Annotated photo localization data

· · ·

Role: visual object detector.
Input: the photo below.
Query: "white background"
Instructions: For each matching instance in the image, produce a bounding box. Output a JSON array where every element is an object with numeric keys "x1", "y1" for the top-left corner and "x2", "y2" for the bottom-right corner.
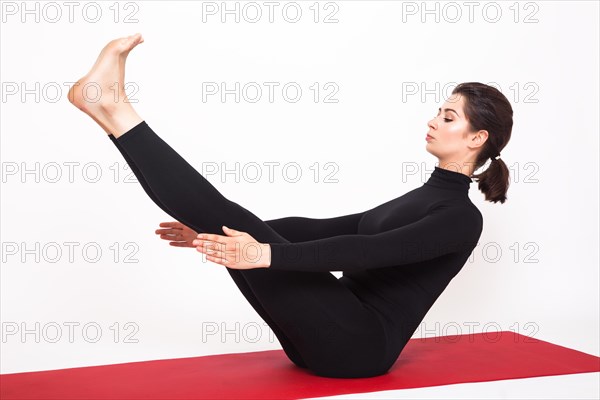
[{"x1": 1, "y1": 0, "x2": 598, "y2": 397}]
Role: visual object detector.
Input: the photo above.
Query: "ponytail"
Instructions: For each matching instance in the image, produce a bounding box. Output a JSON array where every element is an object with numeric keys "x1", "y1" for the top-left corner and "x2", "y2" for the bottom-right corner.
[{"x1": 472, "y1": 156, "x2": 510, "y2": 204}]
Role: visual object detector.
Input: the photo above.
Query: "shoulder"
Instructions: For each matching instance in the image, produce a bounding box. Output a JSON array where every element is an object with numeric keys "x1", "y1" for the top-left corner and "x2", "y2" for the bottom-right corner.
[
  {"x1": 428, "y1": 198, "x2": 479, "y2": 215},
  {"x1": 428, "y1": 199, "x2": 483, "y2": 233},
  {"x1": 461, "y1": 202, "x2": 484, "y2": 240}
]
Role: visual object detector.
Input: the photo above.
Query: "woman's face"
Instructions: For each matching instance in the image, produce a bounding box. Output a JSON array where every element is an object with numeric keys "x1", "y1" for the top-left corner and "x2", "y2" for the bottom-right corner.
[{"x1": 426, "y1": 93, "x2": 487, "y2": 164}]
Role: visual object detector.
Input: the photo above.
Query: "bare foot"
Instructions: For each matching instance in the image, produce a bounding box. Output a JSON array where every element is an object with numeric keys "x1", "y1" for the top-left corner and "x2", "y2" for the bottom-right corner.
[{"x1": 67, "y1": 33, "x2": 144, "y2": 135}]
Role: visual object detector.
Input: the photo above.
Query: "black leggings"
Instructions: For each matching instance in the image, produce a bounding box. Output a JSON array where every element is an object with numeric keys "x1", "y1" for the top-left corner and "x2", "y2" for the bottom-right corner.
[{"x1": 108, "y1": 120, "x2": 392, "y2": 378}]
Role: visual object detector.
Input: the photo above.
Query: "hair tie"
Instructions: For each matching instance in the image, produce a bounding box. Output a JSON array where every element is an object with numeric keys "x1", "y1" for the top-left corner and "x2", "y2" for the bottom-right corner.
[{"x1": 488, "y1": 141, "x2": 501, "y2": 162}]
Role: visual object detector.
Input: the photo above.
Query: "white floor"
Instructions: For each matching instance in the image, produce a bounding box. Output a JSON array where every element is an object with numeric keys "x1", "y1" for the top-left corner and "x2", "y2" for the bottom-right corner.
[{"x1": 308, "y1": 372, "x2": 600, "y2": 400}]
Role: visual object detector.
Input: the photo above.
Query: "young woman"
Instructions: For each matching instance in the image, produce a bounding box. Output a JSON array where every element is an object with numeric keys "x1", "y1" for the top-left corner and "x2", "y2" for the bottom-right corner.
[{"x1": 67, "y1": 33, "x2": 512, "y2": 379}]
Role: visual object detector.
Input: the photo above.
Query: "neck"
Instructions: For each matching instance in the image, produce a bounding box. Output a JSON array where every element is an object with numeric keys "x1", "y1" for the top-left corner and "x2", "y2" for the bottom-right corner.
[
  {"x1": 437, "y1": 160, "x2": 476, "y2": 179},
  {"x1": 424, "y1": 165, "x2": 473, "y2": 193}
]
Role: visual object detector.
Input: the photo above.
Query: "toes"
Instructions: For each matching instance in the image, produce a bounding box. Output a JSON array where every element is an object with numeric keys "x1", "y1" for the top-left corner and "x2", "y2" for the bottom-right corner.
[
  {"x1": 133, "y1": 33, "x2": 144, "y2": 44},
  {"x1": 125, "y1": 33, "x2": 143, "y2": 49},
  {"x1": 105, "y1": 33, "x2": 143, "y2": 56}
]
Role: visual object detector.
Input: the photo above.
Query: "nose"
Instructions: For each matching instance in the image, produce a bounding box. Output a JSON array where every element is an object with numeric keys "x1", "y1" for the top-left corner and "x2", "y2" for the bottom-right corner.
[{"x1": 427, "y1": 118, "x2": 436, "y2": 130}]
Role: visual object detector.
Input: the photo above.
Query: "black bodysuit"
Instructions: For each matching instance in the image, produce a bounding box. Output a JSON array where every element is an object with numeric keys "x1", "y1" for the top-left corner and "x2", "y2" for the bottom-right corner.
[{"x1": 108, "y1": 120, "x2": 483, "y2": 379}]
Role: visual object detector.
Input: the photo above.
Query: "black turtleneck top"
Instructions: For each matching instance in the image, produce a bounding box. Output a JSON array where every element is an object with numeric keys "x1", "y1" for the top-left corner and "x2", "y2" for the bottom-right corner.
[{"x1": 265, "y1": 166, "x2": 483, "y2": 330}]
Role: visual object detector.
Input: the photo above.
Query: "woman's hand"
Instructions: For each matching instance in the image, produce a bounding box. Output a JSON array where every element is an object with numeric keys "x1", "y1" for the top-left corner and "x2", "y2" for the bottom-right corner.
[
  {"x1": 155, "y1": 221, "x2": 198, "y2": 248},
  {"x1": 192, "y1": 226, "x2": 271, "y2": 270}
]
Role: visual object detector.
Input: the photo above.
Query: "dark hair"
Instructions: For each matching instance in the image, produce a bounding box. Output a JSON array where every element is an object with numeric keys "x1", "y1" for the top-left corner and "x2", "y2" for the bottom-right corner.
[{"x1": 451, "y1": 82, "x2": 513, "y2": 204}]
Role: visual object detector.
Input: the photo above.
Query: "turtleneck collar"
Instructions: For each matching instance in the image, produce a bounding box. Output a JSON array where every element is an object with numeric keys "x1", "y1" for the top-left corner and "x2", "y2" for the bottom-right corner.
[{"x1": 424, "y1": 166, "x2": 473, "y2": 192}]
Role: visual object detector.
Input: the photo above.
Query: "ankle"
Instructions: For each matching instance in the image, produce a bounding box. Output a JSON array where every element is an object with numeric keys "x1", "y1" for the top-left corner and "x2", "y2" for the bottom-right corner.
[{"x1": 107, "y1": 109, "x2": 144, "y2": 138}]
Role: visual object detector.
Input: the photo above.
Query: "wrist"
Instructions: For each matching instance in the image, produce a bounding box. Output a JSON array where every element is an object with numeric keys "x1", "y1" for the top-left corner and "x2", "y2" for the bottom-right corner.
[{"x1": 262, "y1": 243, "x2": 271, "y2": 268}]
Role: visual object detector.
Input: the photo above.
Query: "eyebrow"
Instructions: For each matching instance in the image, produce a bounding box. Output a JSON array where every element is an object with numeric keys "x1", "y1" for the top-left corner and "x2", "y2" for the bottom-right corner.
[{"x1": 438, "y1": 107, "x2": 460, "y2": 117}]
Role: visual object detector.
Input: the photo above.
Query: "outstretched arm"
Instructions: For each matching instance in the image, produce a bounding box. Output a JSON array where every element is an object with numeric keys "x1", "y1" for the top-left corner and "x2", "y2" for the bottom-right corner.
[
  {"x1": 193, "y1": 202, "x2": 482, "y2": 272},
  {"x1": 155, "y1": 210, "x2": 366, "y2": 250},
  {"x1": 264, "y1": 211, "x2": 366, "y2": 242},
  {"x1": 267, "y1": 204, "x2": 482, "y2": 272}
]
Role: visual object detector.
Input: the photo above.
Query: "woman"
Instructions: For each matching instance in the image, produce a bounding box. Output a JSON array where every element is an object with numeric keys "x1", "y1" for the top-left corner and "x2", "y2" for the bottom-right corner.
[{"x1": 67, "y1": 33, "x2": 512, "y2": 378}]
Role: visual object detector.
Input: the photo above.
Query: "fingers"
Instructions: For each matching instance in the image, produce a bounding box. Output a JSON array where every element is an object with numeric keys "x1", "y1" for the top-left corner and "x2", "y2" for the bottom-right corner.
[
  {"x1": 194, "y1": 240, "x2": 229, "y2": 259},
  {"x1": 193, "y1": 234, "x2": 233, "y2": 261},
  {"x1": 159, "y1": 234, "x2": 185, "y2": 241},
  {"x1": 159, "y1": 222, "x2": 181, "y2": 227},
  {"x1": 196, "y1": 243, "x2": 231, "y2": 264},
  {"x1": 222, "y1": 226, "x2": 243, "y2": 236},
  {"x1": 155, "y1": 227, "x2": 188, "y2": 242},
  {"x1": 193, "y1": 239, "x2": 224, "y2": 250},
  {"x1": 169, "y1": 241, "x2": 195, "y2": 248},
  {"x1": 196, "y1": 233, "x2": 226, "y2": 242},
  {"x1": 205, "y1": 253, "x2": 229, "y2": 266},
  {"x1": 155, "y1": 228, "x2": 181, "y2": 235}
]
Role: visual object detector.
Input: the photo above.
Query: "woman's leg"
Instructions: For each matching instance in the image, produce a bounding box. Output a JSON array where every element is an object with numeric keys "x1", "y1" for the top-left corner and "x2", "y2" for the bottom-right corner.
[
  {"x1": 109, "y1": 120, "x2": 390, "y2": 377},
  {"x1": 108, "y1": 133, "x2": 308, "y2": 369},
  {"x1": 68, "y1": 33, "x2": 391, "y2": 377},
  {"x1": 67, "y1": 33, "x2": 314, "y2": 370},
  {"x1": 109, "y1": 134, "x2": 176, "y2": 218}
]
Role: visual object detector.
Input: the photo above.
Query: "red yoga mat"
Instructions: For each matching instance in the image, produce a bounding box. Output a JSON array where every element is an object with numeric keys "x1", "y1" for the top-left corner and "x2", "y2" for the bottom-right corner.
[{"x1": 1, "y1": 331, "x2": 599, "y2": 399}]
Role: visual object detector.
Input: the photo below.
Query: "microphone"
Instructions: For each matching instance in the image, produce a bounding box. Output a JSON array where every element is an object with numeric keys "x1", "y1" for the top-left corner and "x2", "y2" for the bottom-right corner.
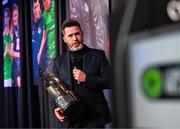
[
  {"x1": 71, "y1": 53, "x2": 79, "y2": 68},
  {"x1": 71, "y1": 53, "x2": 80, "y2": 84}
]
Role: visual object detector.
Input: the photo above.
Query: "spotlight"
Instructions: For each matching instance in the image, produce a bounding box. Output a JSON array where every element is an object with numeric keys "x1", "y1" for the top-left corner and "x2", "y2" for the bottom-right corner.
[{"x1": 167, "y1": 0, "x2": 180, "y2": 21}]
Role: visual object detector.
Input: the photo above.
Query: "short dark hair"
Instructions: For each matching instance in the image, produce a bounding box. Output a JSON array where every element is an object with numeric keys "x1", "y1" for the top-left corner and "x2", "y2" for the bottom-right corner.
[{"x1": 61, "y1": 19, "x2": 81, "y2": 35}]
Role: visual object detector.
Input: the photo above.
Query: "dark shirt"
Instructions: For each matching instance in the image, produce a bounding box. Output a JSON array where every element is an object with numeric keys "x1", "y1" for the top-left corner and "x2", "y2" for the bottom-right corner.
[{"x1": 70, "y1": 46, "x2": 86, "y2": 89}]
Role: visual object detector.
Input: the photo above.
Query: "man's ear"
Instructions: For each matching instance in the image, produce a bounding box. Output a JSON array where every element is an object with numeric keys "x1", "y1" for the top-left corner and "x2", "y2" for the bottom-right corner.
[{"x1": 63, "y1": 37, "x2": 67, "y2": 43}]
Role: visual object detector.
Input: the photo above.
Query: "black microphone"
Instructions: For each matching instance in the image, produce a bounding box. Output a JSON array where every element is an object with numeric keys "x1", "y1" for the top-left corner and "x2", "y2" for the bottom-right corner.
[
  {"x1": 71, "y1": 53, "x2": 80, "y2": 84},
  {"x1": 71, "y1": 53, "x2": 78, "y2": 68}
]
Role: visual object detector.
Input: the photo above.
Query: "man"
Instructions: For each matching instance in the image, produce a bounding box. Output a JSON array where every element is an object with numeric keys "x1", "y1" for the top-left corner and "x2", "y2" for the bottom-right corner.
[
  {"x1": 10, "y1": 4, "x2": 21, "y2": 87},
  {"x1": 53, "y1": 19, "x2": 111, "y2": 128},
  {"x1": 37, "y1": 0, "x2": 55, "y2": 73},
  {"x1": 3, "y1": 8, "x2": 12, "y2": 87},
  {"x1": 32, "y1": 0, "x2": 47, "y2": 85}
]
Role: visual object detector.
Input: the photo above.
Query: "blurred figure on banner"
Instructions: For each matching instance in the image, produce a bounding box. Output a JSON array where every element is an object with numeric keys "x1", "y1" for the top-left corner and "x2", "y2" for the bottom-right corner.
[
  {"x1": 53, "y1": 19, "x2": 112, "y2": 128},
  {"x1": 10, "y1": 4, "x2": 21, "y2": 87},
  {"x1": 37, "y1": 0, "x2": 55, "y2": 74},
  {"x1": 69, "y1": 0, "x2": 109, "y2": 52},
  {"x1": 3, "y1": 8, "x2": 12, "y2": 87},
  {"x1": 32, "y1": 0, "x2": 47, "y2": 85}
]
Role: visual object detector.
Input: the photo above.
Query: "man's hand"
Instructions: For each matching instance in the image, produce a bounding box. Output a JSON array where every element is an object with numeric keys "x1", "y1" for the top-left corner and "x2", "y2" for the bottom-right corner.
[
  {"x1": 54, "y1": 107, "x2": 69, "y2": 123},
  {"x1": 73, "y1": 67, "x2": 86, "y2": 83}
]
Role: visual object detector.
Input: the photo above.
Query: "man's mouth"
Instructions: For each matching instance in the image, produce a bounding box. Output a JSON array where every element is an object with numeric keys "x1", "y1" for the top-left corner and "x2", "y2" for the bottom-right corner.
[{"x1": 73, "y1": 43, "x2": 79, "y2": 47}]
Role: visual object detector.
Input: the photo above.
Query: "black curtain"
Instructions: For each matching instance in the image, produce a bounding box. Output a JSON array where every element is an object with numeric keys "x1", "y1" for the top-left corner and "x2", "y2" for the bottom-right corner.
[{"x1": 0, "y1": 1, "x2": 4, "y2": 127}]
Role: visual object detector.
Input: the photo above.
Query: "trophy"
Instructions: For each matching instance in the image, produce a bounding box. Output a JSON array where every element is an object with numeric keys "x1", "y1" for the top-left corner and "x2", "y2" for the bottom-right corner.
[{"x1": 39, "y1": 68, "x2": 86, "y2": 121}]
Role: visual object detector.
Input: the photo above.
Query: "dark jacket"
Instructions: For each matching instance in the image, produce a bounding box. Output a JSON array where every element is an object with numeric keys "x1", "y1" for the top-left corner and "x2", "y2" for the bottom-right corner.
[{"x1": 53, "y1": 45, "x2": 111, "y2": 127}]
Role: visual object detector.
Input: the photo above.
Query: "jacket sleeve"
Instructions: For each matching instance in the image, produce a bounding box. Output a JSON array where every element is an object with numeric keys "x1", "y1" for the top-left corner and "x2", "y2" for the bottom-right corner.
[{"x1": 85, "y1": 51, "x2": 111, "y2": 89}]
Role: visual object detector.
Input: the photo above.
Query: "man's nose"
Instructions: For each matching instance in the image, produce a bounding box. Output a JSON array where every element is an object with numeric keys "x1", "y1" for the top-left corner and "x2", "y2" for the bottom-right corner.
[{"x1": 72, "y1": 35, "x2": 77, "y2": 40}]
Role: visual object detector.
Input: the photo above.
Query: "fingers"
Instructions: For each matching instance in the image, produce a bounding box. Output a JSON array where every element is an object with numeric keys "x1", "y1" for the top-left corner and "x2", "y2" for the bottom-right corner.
[
  {"x1": 73, "y1": 68, "x2": 81, "y2": 84},
  {"x1": 55, "y1": 107, "x2": 62, "y2": 113},
  {"x1": 73, "y1": 68, "x2": 86, "y2": 83},
  {"x1": 73, "y1": 67, "x2": 79, "y2": 80},
  {"x1": 54, "y1": 107, "x2": 63, "y2": 120},
  {"x1": 72, "y1": 67, "x2": 78, "y2": 74},
  {"x1": 54, "y1": 107, "x2": 69, "y2": 122}
]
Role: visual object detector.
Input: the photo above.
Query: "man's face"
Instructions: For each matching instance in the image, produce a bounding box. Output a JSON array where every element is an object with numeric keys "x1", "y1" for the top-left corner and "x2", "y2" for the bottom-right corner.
[
  {"x1": 13, "y1": 9, "x2": 18, "y2": 26},
  {"x1": 33, "y1": 1, "x2": 40, "y2": 20},
  {"x1": 43, "y1": 0, "x2": 50, "y2": 11},
  {"x1": 63, "y1": 26, "x2": 83, "y2": 51}
]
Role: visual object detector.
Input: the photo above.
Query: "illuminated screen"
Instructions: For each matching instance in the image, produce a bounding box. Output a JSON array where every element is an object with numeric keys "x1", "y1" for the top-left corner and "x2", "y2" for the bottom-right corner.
[
  {"x1": 3, "y1": 0, "x2": 21, "y2": 87},
  {"x1": 128, "y1": 24, "x2": 180, "y2": 127},
  {"x1": 31, "y1": 0, "x2": 56, "y2": 85},
  {"x1": 129, "y1": 25, "x2": 180, "y2": 99}
]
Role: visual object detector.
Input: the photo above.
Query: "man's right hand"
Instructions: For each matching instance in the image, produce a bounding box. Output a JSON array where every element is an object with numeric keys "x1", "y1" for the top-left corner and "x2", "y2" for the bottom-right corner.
[{"x1": 54, "y1": 107, "x2": 69, "y2": 123}]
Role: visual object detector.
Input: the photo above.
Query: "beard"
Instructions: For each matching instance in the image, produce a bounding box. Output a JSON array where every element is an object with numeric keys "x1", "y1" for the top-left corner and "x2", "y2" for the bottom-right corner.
[{"x1": 69, "y1": 43, "x2": 84, "y2": 52}]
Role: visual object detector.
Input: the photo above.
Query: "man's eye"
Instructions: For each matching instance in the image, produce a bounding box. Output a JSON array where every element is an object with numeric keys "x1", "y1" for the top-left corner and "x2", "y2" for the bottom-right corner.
[
  {"x1": 75, "y1": 32, "x2": 80, "y2": 35},
  {"x1": 68, "y1": 35, "x2": 73, "y2": 37}
]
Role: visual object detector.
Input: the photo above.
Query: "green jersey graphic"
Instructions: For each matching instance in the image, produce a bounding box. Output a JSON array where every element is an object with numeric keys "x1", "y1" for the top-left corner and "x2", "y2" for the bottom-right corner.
[
  {"x1": 43, "y1": 1, "x2": 55, "y2": 59},
  {"x1": 3, "y1": 33, "x2": 12, "y2": 80}
]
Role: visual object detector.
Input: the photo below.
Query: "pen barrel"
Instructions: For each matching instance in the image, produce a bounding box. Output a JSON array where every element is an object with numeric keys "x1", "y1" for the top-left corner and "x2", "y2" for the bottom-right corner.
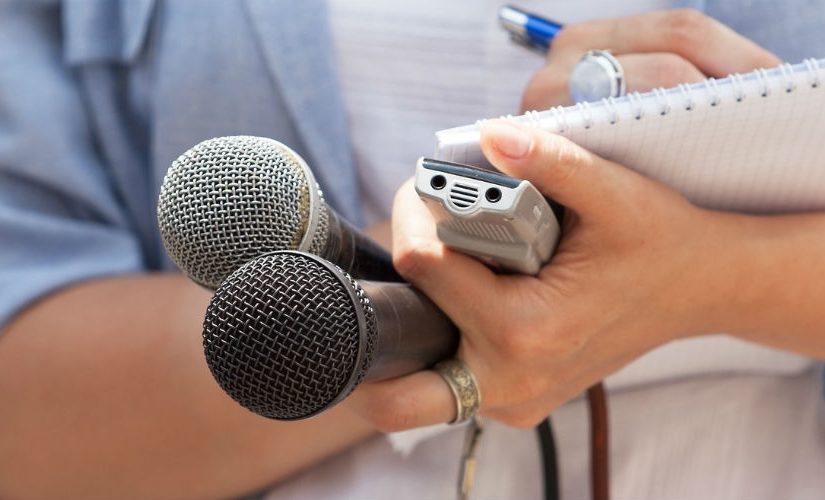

· · ·

◆ **What you have to do**: Among the records, find all lines that include the string "hand" and return them.

◆ **Reply to the exercise**:
Query: "woman's hand"
Query: "man's hand"
Query: "man's right hand"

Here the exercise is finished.